● WHAT YOU HAVE TO DO: Please copy every record exactly as it is written.

● DATA LISTING:

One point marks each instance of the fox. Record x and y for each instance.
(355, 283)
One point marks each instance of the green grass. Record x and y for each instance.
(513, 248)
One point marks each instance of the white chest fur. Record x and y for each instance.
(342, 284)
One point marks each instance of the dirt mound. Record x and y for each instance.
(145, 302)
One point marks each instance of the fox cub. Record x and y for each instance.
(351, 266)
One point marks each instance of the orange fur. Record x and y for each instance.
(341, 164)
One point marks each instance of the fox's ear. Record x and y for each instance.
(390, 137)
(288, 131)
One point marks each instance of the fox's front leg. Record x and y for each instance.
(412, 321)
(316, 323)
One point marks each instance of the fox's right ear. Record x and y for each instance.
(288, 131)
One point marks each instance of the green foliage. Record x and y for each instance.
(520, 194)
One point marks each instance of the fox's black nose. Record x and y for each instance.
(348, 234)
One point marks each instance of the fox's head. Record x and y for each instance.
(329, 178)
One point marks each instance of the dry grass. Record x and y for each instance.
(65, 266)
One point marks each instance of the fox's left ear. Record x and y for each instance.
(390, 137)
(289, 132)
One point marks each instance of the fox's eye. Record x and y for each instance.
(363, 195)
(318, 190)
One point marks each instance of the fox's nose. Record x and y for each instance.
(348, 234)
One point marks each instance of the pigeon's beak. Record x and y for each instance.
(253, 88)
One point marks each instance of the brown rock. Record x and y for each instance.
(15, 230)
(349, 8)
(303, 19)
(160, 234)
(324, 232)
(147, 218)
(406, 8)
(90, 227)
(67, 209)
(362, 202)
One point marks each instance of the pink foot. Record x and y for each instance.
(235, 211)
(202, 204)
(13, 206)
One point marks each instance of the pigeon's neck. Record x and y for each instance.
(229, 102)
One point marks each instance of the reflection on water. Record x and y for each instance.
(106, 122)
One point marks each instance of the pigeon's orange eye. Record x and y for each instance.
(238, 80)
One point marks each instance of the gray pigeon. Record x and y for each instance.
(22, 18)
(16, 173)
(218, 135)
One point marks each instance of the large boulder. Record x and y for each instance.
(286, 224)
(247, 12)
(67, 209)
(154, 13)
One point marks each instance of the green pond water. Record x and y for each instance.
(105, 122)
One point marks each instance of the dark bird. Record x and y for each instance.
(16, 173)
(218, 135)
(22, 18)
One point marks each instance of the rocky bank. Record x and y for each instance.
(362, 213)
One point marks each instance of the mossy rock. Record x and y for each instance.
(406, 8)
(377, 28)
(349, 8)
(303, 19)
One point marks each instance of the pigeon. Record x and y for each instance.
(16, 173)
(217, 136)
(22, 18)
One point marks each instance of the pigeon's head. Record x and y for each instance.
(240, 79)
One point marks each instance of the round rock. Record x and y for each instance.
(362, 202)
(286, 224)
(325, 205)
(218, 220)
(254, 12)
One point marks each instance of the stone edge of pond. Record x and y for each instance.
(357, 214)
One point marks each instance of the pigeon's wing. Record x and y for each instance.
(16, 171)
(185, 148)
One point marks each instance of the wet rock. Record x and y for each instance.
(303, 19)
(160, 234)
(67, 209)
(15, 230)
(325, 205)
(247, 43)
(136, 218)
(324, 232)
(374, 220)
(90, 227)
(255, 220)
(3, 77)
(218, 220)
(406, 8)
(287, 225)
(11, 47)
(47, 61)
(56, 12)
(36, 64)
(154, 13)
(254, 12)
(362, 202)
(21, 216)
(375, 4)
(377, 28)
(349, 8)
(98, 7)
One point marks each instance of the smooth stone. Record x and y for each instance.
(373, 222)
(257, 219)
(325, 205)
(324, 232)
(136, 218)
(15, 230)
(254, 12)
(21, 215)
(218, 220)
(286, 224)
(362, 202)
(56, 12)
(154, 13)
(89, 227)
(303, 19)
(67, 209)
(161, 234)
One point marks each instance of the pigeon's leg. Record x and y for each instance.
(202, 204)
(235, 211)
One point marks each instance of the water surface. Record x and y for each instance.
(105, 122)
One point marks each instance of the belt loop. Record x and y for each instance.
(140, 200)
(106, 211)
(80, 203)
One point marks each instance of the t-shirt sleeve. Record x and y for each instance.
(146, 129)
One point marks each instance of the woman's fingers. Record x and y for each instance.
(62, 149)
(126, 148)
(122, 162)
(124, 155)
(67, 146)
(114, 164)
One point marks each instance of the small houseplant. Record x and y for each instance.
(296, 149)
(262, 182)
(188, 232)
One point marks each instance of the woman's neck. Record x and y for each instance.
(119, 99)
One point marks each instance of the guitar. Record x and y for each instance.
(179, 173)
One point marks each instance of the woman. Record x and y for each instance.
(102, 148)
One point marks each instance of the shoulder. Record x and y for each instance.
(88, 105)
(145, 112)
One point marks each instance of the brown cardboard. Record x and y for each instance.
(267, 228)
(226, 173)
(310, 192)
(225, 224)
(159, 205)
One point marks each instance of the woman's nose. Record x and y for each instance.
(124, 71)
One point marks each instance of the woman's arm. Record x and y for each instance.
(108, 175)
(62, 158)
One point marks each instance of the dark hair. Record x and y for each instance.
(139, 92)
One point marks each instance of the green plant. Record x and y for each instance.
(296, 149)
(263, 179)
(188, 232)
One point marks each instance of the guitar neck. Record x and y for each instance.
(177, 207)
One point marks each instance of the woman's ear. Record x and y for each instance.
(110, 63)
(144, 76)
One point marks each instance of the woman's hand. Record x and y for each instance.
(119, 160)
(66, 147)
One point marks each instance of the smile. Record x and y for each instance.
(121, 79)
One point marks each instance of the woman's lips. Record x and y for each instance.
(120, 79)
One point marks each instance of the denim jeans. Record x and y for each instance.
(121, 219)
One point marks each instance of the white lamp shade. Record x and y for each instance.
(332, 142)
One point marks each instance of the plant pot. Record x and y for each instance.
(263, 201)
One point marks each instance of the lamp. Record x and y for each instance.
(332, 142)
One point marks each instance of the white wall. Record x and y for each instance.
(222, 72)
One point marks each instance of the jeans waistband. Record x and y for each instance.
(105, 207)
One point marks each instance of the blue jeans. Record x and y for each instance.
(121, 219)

● RESULT FOR THIS TASK:
One point marks each instance of the fox. Record x and y for each instance.
(355, 283)
One point marks each instance of the green grass. Record x and y for each instance.
(513, 248)
One point marks each instance of the white chest fur. Record x and y for each instance.
(342, 284)
One point marks each instance of the dirt mound. Record x and y for each instance.
(145, 302)
One point marks each instance of the fox cub. Record x and y for each instance.
(351, 266)
One point marks each instance of the orange fur. Record x and y for each instance.
(341, 164)
One point marks each instance of the fox's ear. Record x and y for each instance.
(390, 137)
(288, 131)
One point marks each instance of the fox's front leg. Record x and y for each instance.
(412, 321)
(316, 323)
One point marks each instance of the fox's right ear. Record x and y for each instance.
(288, 131)
One point marks each instance of the green foliage. Record x and y for each instance.
(520, 194)
One point marks each instance of the fox's black nose. Record x and y for each instance.
(348, 234)
One point marks each instance of the fox's head. Record x and y for each instance.
(329, 178)
One point marks each instance of the dry grass. Record x and y for each instance.
(65, 266)
One point marks each instance of the fox's left ear. Record x and y for each instance.
(390, 137)
(289, 132)
One point marks each instance of the fox's eye. Record x and y for each instance.
(363, 195)
(318, 190)
One point marks each instance of the fox's nose. Record x and y for each instance.
(348, 234)
One point marks each instance of the pigeon's beak. Record x and y for each instance.
(253, 88)
One point marks each instance of the brown rock. Record x and y for each instance.
(15, 230)
(349, 8)
(303, 19)
(160, 234)
(324, 232)
(147, 218)
(406, 8)
(90, 227)
(67, 209)
(362, 202)
One point marks each instance of the pink foot. Record x and y for each instance.
(235, 211)
(202, 204)
(13, 206)
One point marks each instance of the pigeon's neck. Record x and y for each instance.
(229, 102)
One point marks each instance of the reflection on water. Record x and y for each instance.
(106, 122)
One point marks each instance of the pigeon's orange eye. Record x and y for each instance.
(238, 80)
One point marks each instance of the gray pigeon. Record x and y for each instance.
(22, 18)
(16, 173)
(218, 135)
One point marks each instance of the large boulder. Record x and y for each instance.
(286, 224)
(247, 12)
(67, 209)
(154, 13)
One point marks each instance of the green pond water. Record x and y for each instance.
(105, 122)
One point marks each instance of the dark bird. Record x and y for each instance.
(16, 173)
(218, 135)
(22, 18)
One point marks each instance of the rocky bank. Record x and y for each instance.
(362, 213)
One point marks each instance of the mossy rock. Record x and y for each instance.
(406, 8)
(377, 28)
(349, 8)
(303, 19)
One point marks each instance of the pigeon. Record x and y for each instance.
(16, 173)
(217, 136)
(22, 18)
One point marks each instance of the pigeon's head. Record x and y for each instance.
(240, 79)
One point marks each instance of the round rock. Record x and y for each instance.
(362, 202)
(286, 224)
(325, 205)
(218, 220)
(254, 12)
One point marks each instance of the stone edge of pond. Record x and y for each instance.
(357, 214)
One point marks each instance of the pigeon's wing. Record x and y for each instance.
(16, 171)
(185, 148)
One point marks each instance of the wet rock. Record x and y for each instance.
(303, 19)
(160, 234)
(67, 209)
(15, 230)
(325, 205)
(247, 43)
(136, 218)
(324, 232)
(374, 220)
(90, 227)
(255, 220)
(3, 77)
(218, 220)
(406, 8)
(287, 225)
(11, 47)
(47, 61)
(56, 12)
(36, 64)
(154, 13)
(254, 12)
(362, 202)
(21, 216)
(375, 4)
(377, 28)
(349, 8)
(98, 7)
One point marks each instance of the smooth stone. Record x and y for each instance.
(373, 222)
(257, 219)
(325, 205)
(324, 232)
(136, 218)
(15, 230)
(254, 12)
(21, 215)
(218, 220)
(286, 224)
(362, 202)
(56, 12)
(154, 13)
(89, 227)
(303, 19)
(67, 209)
(161, 234)
One point marks each instance of the pigeon's leg. Record x and y for each instance.
(202, 204)
(235, 211)
One point marks each instance of the water surface. Record x and y for each instance.
(105, 122)
One point marks each instance of the belt loop. Record x and y for each instance.
(140, 200)
(106, 211)
(80, 203)
One point marks each instance of the t-shirt sleeve. Record x and y for each instance.
(146, 129)
One point marks each instance of the woman's fingers. Record x and y for each instance.
(62, 149)
(126, 148)
(122, 162)
(124, 155)
(67, 146)
(114, 164)
One point marks each instance of the small houseplant. Record x and y for each instance.
(296, 149)
(262, 182)
(188, 232)
One point marks each instance of the woman's neck. Record x and y for each instance.
(119, 99)
One point marks each instance of the guitar. Record x and y for each instance.
(179, 173)
One point marks each instance of the woman. Record x and y for each instance.
(102, 148)
One point marks each instance of the shoulder. Record x and y for each instance.
(88, 105)
(145, 112)
One point marks each instance of the brown cardboard. Record x and y for each instance.
(267, 228)
(226, 173)
(310, 192)
(225, 224)
(159, 205)
One point marks each instance of the woman's nose. Record x and y for each instance.
(124, 71)
One point marks each instance of the woman's arm. Record x and y for each instance.
(108, 175)
(62, 158)
One point marks each instance of the dark hair. Record x and y for each instance.
(139, 92)
One point marks each instance of the green plant. Record x and y for each instance.
(296, 149)
(263, 179)
(188, 232)
One point marks each instance of the guitar neck. Record x and y for each instance.
(177, 207)
One point marks each instance of the woman's ear. Record x and y for each instance.
(110, 63)
(144, 76)
One point marks each instance of the woman's hand. Record x and y for each instance.
(119, 160)
(66, 147)
One point marks each instance of the smile. Record x and y for each instance.
(121, 79)
One point marks each instance of the woman's lips. Record x and y for each instance.
(120, 79)
One point marks each instance of the denim jeans. Record x and y for each instance.
(121, 219)
One point marks each instance of the white lamp shade. Record x and y for each instance.
(332, 142)
One point marks each instance of the plant pot. Record x and y for each instance.
(263, 201)
One point marks each instance of the lamp. Record x and y for each instance.
(332, 142)
One point marks each instance of the white wall. Record x and y for each instance.
(222, 72)
One point marks each instance of the jeans waistband. Record x and y for each instance.
(105, 207)
One point marks each instance of the blue jeans. Record x and y for each instance.
(121, 219)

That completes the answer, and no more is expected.